Source document:
VM poor performance after update

i am using a Debian VM with Navi10 and PCI passthorugh.
Navi10 suffers from the reset bug, so i installed vendor-reset to the host.
this required me to update the guests firmware-amd-graphics package.
updating this package has ruined the guests performance. the host’s kernel now constantly complains about interrupts taking too long and the guest VM runs atrociously slow.

i can regain the performance of the guest VM by reverting my firmware package, but then the reset bug comes back.

here is the xml of the guest VM, which has not changed at all since i updated the firmware package.

Written problem 1: According to the forum post, what did the poster install on the host to deal with the Navi10 reset bug?

Material provided:
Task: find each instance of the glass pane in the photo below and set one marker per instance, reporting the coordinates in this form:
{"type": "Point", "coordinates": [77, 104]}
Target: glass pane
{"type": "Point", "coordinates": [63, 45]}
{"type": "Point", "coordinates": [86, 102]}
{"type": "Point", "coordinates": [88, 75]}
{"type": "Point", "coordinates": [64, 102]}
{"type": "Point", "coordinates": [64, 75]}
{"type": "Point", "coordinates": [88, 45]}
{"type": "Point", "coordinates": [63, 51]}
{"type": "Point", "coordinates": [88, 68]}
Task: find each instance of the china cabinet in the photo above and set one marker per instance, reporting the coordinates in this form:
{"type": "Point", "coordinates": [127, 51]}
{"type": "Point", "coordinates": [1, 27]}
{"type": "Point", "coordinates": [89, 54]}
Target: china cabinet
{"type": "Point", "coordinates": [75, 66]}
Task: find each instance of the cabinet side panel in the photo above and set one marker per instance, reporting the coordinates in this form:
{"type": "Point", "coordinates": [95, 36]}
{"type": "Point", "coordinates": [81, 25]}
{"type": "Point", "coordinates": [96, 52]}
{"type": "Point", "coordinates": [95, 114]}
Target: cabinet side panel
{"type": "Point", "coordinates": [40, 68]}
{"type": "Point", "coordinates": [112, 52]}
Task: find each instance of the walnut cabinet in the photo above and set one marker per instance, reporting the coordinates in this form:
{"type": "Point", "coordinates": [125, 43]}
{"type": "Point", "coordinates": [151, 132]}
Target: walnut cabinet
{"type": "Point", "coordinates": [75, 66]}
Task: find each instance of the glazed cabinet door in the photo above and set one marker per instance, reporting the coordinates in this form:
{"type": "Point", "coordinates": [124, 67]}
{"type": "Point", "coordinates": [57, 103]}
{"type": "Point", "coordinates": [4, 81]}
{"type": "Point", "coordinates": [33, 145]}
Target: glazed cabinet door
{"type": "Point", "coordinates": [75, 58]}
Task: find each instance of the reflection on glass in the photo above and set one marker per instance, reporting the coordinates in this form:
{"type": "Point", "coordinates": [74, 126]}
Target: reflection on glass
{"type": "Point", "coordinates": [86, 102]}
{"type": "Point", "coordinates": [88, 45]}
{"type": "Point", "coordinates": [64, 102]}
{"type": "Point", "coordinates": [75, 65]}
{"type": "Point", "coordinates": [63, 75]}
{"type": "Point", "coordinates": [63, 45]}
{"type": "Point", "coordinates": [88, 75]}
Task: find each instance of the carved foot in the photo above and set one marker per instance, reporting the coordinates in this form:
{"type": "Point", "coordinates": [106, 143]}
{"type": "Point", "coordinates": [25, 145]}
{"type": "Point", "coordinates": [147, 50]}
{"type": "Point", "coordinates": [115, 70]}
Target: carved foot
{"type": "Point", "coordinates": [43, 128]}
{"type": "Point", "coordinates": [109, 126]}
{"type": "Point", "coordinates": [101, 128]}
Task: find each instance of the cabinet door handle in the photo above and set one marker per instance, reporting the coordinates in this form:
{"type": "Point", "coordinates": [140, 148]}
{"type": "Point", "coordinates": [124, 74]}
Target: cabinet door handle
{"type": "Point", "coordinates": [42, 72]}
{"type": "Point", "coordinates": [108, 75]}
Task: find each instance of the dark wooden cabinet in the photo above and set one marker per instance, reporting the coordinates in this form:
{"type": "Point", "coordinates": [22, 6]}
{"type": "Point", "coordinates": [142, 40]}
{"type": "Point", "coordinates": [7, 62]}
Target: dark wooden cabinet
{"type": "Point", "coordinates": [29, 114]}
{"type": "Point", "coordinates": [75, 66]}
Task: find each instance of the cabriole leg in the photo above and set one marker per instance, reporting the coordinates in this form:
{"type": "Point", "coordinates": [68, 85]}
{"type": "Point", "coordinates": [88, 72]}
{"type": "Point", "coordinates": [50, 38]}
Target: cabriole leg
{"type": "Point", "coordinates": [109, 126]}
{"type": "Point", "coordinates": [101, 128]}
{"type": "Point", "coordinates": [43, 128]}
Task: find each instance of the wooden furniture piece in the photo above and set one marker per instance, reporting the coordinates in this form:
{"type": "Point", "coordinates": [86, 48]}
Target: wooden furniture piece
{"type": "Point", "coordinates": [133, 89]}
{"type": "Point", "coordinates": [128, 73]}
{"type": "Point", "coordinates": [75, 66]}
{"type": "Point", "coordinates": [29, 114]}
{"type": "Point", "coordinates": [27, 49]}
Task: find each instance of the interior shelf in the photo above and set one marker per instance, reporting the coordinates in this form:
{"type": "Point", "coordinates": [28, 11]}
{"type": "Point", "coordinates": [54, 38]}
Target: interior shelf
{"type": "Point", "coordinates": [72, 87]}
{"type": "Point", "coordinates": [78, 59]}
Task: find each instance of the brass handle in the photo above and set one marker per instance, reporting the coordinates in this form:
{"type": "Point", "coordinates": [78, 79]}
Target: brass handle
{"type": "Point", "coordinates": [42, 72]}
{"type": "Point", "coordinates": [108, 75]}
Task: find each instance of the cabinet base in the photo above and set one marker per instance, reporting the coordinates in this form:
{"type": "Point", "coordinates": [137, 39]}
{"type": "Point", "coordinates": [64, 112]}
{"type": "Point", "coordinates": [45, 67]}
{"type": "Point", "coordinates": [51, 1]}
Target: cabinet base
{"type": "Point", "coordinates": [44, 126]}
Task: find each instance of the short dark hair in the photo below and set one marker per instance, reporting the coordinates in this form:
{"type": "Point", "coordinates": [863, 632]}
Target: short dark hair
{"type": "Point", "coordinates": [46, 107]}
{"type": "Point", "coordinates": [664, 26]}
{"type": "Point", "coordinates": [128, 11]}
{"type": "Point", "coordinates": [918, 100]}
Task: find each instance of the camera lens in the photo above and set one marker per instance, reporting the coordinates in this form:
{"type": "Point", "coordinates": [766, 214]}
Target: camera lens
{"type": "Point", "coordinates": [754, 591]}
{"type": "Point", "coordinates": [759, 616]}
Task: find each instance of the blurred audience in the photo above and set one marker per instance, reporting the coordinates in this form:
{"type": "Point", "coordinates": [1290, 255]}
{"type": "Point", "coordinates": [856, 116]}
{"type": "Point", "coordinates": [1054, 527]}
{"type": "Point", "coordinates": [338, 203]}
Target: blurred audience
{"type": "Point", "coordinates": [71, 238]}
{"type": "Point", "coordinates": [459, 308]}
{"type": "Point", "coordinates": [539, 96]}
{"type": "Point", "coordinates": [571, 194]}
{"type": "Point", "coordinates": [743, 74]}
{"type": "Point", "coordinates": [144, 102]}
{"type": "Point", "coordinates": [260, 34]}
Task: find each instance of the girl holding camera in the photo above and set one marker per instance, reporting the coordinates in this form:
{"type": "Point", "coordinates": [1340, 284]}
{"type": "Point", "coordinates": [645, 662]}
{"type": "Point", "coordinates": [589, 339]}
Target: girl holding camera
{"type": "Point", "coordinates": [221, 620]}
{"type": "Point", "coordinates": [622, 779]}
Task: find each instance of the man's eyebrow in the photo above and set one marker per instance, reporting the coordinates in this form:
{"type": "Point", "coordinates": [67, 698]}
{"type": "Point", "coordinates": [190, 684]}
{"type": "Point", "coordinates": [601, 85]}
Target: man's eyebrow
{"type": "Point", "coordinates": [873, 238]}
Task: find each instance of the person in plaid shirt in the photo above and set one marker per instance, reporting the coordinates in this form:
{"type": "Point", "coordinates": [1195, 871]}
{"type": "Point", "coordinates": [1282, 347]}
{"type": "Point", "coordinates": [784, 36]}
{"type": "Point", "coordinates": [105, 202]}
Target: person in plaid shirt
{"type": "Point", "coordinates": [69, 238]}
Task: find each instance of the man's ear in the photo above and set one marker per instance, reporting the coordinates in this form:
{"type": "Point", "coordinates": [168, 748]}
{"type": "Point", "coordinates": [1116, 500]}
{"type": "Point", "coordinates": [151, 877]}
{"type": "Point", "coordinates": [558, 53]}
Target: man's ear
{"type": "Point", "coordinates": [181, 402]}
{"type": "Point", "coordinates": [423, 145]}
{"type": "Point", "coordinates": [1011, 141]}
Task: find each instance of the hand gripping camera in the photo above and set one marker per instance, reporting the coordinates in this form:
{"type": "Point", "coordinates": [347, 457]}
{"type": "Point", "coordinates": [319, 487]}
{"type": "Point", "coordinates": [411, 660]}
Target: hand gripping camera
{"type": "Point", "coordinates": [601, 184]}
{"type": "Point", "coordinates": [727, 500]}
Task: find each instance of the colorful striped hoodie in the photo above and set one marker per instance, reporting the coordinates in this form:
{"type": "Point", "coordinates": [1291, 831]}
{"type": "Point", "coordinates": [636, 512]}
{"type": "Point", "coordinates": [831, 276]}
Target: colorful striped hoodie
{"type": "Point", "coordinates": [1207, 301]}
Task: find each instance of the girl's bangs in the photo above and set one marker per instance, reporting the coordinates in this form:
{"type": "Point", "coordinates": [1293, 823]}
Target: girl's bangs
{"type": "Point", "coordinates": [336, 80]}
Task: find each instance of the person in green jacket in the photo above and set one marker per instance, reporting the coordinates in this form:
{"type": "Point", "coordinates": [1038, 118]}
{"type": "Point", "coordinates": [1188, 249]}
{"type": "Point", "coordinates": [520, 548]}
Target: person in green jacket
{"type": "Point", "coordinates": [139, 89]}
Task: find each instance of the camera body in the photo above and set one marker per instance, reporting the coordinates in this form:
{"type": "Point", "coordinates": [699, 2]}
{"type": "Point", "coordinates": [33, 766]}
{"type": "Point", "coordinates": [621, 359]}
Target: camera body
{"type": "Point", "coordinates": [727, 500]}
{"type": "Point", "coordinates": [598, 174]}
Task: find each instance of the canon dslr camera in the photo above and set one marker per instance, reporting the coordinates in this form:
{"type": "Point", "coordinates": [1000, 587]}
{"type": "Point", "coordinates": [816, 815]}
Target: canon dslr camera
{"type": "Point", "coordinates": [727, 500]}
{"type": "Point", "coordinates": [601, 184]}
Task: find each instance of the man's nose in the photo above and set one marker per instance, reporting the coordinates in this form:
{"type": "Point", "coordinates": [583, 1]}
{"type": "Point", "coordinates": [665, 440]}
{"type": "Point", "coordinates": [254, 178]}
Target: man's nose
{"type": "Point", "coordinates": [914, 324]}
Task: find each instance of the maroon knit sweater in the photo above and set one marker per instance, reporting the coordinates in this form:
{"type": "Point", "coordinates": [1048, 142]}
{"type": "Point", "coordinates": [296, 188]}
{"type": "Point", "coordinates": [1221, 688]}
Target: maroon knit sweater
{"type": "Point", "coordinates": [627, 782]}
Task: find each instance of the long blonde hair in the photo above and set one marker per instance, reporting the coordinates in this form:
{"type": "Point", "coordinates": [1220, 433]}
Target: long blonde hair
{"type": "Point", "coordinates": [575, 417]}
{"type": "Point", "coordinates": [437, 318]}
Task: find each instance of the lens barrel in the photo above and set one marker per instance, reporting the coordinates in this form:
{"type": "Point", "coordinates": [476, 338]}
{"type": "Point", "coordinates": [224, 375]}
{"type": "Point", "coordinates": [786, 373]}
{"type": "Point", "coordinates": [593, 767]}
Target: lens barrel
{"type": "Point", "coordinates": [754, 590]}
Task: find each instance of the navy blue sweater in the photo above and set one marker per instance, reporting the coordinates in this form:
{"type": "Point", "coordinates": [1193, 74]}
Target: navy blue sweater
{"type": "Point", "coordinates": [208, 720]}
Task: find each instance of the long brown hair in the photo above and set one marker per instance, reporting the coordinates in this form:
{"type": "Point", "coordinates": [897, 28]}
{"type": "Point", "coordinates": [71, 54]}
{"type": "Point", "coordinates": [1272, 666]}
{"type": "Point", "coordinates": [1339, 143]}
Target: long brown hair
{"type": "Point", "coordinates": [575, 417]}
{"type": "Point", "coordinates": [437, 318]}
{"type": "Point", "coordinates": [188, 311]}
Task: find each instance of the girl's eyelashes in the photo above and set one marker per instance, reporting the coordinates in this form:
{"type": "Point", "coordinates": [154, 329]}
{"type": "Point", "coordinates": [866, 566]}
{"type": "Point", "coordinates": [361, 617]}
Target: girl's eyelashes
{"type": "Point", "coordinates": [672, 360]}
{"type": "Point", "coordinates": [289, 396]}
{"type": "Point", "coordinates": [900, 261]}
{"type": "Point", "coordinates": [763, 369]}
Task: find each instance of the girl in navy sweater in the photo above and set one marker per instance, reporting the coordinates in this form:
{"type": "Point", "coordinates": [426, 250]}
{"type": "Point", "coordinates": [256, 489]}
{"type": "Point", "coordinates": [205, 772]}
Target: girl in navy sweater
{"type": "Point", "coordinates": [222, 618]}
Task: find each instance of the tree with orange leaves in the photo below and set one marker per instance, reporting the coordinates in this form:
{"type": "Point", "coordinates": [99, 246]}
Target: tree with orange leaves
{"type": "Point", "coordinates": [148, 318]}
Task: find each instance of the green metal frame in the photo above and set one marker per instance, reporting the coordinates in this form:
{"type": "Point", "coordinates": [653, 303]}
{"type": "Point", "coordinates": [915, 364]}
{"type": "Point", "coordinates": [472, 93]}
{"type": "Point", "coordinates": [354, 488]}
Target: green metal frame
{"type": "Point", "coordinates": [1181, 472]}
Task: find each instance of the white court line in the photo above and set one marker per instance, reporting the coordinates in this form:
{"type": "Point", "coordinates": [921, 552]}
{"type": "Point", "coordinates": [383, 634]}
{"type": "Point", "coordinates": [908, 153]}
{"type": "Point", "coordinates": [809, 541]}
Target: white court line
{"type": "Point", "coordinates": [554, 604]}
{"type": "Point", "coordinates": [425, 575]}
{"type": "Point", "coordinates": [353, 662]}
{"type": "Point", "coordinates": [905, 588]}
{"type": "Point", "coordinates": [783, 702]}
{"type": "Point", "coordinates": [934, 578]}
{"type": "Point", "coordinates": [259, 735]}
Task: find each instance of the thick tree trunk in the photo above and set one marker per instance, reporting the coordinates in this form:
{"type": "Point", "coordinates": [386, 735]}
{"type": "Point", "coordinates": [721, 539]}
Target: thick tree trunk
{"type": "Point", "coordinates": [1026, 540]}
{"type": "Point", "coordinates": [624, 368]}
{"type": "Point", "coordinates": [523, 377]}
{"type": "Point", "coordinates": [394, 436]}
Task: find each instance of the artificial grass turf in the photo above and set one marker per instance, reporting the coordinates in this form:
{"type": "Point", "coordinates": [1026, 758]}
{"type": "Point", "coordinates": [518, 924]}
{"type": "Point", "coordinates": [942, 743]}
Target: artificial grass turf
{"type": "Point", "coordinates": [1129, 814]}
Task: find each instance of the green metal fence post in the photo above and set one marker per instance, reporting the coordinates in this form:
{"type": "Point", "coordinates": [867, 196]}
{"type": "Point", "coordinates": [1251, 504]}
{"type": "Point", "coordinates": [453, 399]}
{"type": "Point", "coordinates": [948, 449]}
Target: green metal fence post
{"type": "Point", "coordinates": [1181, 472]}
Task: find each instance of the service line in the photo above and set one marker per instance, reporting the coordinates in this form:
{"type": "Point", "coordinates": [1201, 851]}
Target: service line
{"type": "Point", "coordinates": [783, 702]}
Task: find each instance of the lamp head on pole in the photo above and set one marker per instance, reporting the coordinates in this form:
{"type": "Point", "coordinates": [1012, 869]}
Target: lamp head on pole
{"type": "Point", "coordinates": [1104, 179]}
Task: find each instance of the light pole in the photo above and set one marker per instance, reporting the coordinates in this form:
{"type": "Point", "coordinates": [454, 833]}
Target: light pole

Written problem 2: Identify every line of the records that contains the word "leaves".

Complete output 1: vendor-reset

Complete output 2:
Task: find each instance of the tree with orange leaves in the photo below and set one marker per instance, reporting the coordinates in this form:
Target: tree with orange leaves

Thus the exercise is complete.